═══ PASSAGE SHOWN ═══

All of lore.kernel.org
 help / color / mirror / Atom feed
From: Stefan Hajnoczi <stefanha@redhat.com>
To: Sam Li <faithilikerun@gmail.com>
Cc: qemu-devel@nongnu.org, Markus Armbruster <armbru@redhat.com>,
	qemu-block@nongnu.org, Eric Blake <eblake@redhat.com>,
	Pierrick Bouvier <pierrick.bouvier@oss.qualcomm.com>,
	dmitry.fomichev@wdc.com, Hanna Reitz <hreitz@redhat.com>,
	hare@suse.de, "Michael S. Tsirkin" <mst@redhat.com>,
	Kevin Wolf <kwolf@redhat.com>,
	cassel@kernel.org, dlemoal@kernel.org
Subject: Re: [PATCH v11 4/5] qcow2: add zoned emulation capability
Date: Thu, 4 Jun 2026 16:51:53 -0400	[thread overview]
Message-ID: <20260604205153.GA250536@fedora> (raw)
In-Reply-To: <20260601214405.252818-5-faithilikerun@gmail.com>

[-- Attachment #1: Type: text/plain, Size: 10650 bytes --]

On Mon, Jun 01, 2026 at 11:44:04PM +0200, Sam Li wrote:
> By adding zone operations and zoned metadata, the zoned emulation
> capability enables full emulation support of zoned device using
> a qcow2 file. The zoned device metadata includes zone type,
> zoned device state and write pointer (WP) of each zone, which is
> stored to an array of unsigned integers.

═══ AVAILABLE RECORDS ═══

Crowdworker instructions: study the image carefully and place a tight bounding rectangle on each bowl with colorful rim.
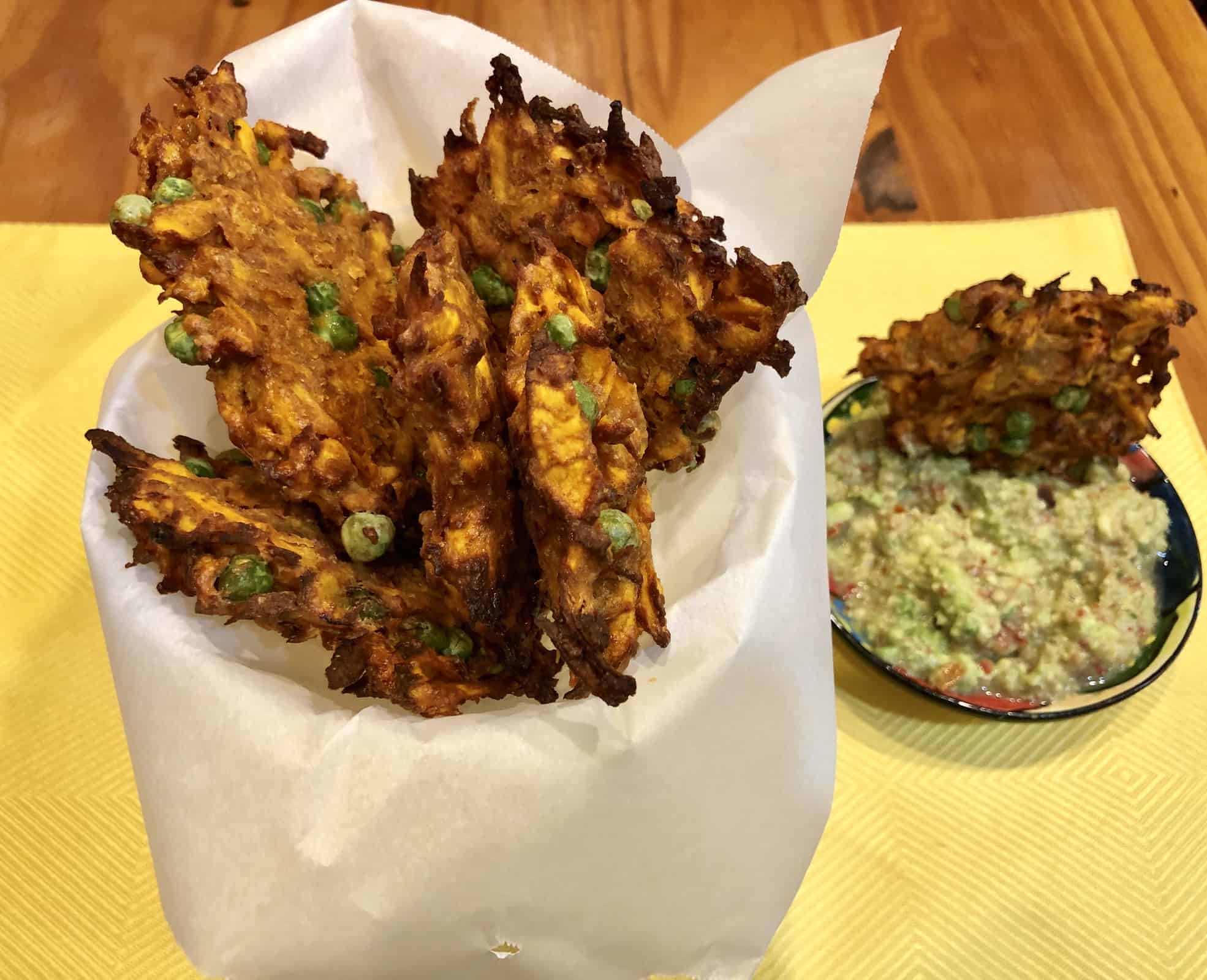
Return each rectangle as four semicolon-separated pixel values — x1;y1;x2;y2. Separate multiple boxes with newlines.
822;378;1202;720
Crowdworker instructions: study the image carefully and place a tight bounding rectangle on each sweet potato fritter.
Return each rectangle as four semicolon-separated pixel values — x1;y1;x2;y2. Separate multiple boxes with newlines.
112;61;418;524
378;228;516;623
857;275;1195;473
411;55;805;470
87;429;555;715
505;243;670;705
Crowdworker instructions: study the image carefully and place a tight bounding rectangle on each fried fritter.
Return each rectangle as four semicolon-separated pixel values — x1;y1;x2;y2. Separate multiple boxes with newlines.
378;228;516;624
606;232;805;470
505;236;670;705
857;275;1195;473
411;55;805;470
112;61;418;524
87;429;556;715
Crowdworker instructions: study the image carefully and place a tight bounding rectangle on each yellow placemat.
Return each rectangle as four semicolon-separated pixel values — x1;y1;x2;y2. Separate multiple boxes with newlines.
758;210;1207;980
0;211;1207;980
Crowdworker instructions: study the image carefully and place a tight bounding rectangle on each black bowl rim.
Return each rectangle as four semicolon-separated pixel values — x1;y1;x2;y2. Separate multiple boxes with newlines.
822;377;1203;722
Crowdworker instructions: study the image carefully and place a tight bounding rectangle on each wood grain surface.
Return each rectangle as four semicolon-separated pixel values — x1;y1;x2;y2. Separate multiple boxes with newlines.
7;0;1207;431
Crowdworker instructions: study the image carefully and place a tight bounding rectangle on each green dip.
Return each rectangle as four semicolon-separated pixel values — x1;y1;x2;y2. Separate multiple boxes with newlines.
825;390;1170;700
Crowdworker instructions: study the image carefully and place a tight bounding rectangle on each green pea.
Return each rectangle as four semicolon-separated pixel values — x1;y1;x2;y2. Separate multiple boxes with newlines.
583;238;612;292
695;412;721;443
183;456;219;480
305;282;339;316
671;378;695;402
215;555;273;602
346;586;390;619
544;312;578;350
152;178;197;204
600;507;641;551
469;265;515;306
298;198;327;225
339;510;393;561
414;619;449;653
441;627;473;660
310;310;360;353
575;382;600;426
108;194;153;225
964;424;988;453
163;316;197;364
1051;385;1090;415
1005;410;1035;439
325;198;368;221
997;435;1031;456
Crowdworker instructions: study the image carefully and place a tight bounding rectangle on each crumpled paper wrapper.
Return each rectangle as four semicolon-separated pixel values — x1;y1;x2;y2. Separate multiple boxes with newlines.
81;0;896;980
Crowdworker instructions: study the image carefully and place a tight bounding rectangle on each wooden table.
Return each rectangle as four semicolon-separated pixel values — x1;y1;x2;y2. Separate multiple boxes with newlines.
9;0;1207;431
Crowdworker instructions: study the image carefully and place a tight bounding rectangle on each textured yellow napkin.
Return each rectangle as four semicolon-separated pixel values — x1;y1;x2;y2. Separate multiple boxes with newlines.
0;211;1207;980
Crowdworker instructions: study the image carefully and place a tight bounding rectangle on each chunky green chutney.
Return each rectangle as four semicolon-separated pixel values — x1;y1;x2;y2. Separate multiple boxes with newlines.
825;390;1170;700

═══

▸ **JOBS**:
A – Reproduce the qcow2 email word for word, from "[-- Attachment #1: Type: text/plain, Size: 10650" up to and including "of unsigned integers.".
B – Pull out every line of the listing that contains the word "yellow".
The qcow2 email and the listing have nothing to do with each other.

▸ **THE ANSWERS**:
A –
[-- Attachment #1: Type: text/plain, Size: 10650 bytes --]

On Mon, Jun 01, 2026 at 11:44:04PM +0200, Sam Li wrote:
> By adding zone operations and zoned metadata, the zoned emulation
> capability enables full emulation support of zoned device using
> a qcow2 file. The zoned device metadata includes zone type,
> zoned device state and write pointer (WP) of each zone, which is
> stored to an array of unsigned integers.

B –
Crowdworker instructions: study the image carefully and place a tight bounding rectangle on each yellow placemat.
Crowdworker instructions: study the image carefully and place a tight bounding rectangle on each textured yellow napkin.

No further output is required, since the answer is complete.